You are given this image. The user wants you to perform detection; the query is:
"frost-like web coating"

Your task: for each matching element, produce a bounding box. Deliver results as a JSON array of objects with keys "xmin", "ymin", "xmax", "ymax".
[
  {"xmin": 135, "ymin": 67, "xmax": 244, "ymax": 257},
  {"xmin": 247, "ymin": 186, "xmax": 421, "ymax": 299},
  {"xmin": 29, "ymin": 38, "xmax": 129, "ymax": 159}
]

*What is required*
Pull out each line of the data above that contains the string "xmax", and list those lines in their original order.

*Solution for this exercise*
Your task: for each matching element, produce a bounding box. Deliver results as a JSON array of objects with keys "xmin", "ymin", "xmax", "ymax".
  {"xmin": 135, "ymin": 67, "xmax": 244, "ymax": 257},
  {"xmin": 247, "ymin": 186, "xmax": 421, "ymax": 299},
  {"xmin": 29, "ymin": 38, "xmax": 129, "ymax": 159}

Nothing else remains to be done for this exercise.